Short task
Set down the full listing exactly, character for character.
## begin Source material
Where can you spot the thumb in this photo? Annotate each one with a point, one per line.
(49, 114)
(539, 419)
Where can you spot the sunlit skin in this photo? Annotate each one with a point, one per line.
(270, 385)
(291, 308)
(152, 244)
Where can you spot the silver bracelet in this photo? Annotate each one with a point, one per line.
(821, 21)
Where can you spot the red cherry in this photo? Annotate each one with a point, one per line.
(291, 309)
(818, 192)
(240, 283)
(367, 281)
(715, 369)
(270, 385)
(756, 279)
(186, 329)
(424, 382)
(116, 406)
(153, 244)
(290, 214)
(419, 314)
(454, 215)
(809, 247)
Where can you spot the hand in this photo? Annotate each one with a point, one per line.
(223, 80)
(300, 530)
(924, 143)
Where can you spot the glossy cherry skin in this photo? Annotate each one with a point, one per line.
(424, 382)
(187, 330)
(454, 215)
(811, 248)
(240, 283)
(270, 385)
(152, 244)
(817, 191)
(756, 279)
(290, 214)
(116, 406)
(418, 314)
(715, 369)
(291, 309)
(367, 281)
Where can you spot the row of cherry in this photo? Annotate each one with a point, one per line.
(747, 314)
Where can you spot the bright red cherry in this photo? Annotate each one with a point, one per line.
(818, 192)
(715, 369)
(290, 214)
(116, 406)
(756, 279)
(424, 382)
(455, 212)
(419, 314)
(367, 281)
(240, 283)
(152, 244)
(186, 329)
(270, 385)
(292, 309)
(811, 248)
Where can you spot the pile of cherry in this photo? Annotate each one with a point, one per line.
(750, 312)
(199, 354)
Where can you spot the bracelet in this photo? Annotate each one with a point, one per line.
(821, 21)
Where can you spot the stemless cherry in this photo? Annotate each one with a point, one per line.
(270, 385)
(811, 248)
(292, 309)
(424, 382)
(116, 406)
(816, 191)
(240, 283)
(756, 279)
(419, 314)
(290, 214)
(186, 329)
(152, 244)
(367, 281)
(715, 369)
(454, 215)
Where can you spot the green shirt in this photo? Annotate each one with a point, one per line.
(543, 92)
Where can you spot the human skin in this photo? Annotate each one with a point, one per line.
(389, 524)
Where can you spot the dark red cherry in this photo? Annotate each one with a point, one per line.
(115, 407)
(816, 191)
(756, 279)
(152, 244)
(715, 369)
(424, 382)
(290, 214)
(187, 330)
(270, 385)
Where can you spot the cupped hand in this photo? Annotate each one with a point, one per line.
## end Source material
Right answer
Where can you spot the thumb in this photo? Annotate each one with a point, one per line.
(49, 114)
(539, 419)
Where can you spot the sunlit skin in this photo? Annotate each one with a point, one per line.
(270, 385)
(291, 308)
(152, 244)
Where can you spot the silver bracelet in this photo? Annotate each one with a point, one per line.
(821, 21)
Where can you spot the red cherry in this photo? Annotate each one with a point, one per line.
(291, 309)
(818, 192)
(240, 283)
(367, 281)
(715, 369)
(270, 385)
(756, 279)
(186, 329)
(424, 382)
(116, 406)
(153, 244)
(290, 214)
(419, 314)
(454, 215)
(809, 247)
Where can you spot the hand in this photo? Annotate each one with a point, one per line.
(223, 80)
(300, 530)
(924, 143)
Where can you spot the glossy cherry skin in this photo? Annotate each one with a point, one per line.
(424, 382)
(187, 330)
(454, 215)
(811, 248)
(240, 283)
(270, 385)
(152, 244)
(817, 191)
(756, 279)
(290, 214)
(116, 406)
(418, 314)
(715, 369)
(291, 309)
(367, 281)
Where can you spot the row of cherry in this photo? Annotate each one with a point, one per line.
(747, 314)
Where can you spot the bright red cherry in this photo? Annotate each one with a point, one per line.
(818, 192)
(715, 369)
(290, 214)
(116, 406)
(756, 279)
(424, 382)
(455, 212)
(419, 314)
(367, 281)
(240, 283)
(152, 244)
(186, 329)
(270, 385)
(292, 309)
(811, 248)
Where can you spot the pile of cherry in this photo? Annotate each one with a point, one per line.
(750, 312)
(199, 354)
Where can you spot the bracelet in this photo? Annotate each one with a point, one per line.
(821, 21)
Where can you spot the stemless cherry in this photo? Annotate each one with a point, one per line.
(270, 385)
(811, 248)
(292, 309)
(424, 382)
(116, 406)
(816, 191)
(240, 283)
(756, 279)
(419, 314)
(290, 214)
(186, 329)
(152, 244)
(367, 281)
(715, 369)
(454, 215)
Where can you spot the green shirt in this photo? Annotate each one with a point, one per line.
(543, 92)
Where can you spot the human skin in this photo? Annotate each one with a point, one per line.
(389, 524)
Where can you spot the dark red cherry in this photo? Annotate each one with a point, one per line.
(115, 407)
(816, 191)
(756, 279)
(152, 244)
(715, 369)
(424, 382)
(290, 214)
(187, 330)
(270, 385)
Where can you spot the cupped hand in this photo? Annotate each one with a point, one per line.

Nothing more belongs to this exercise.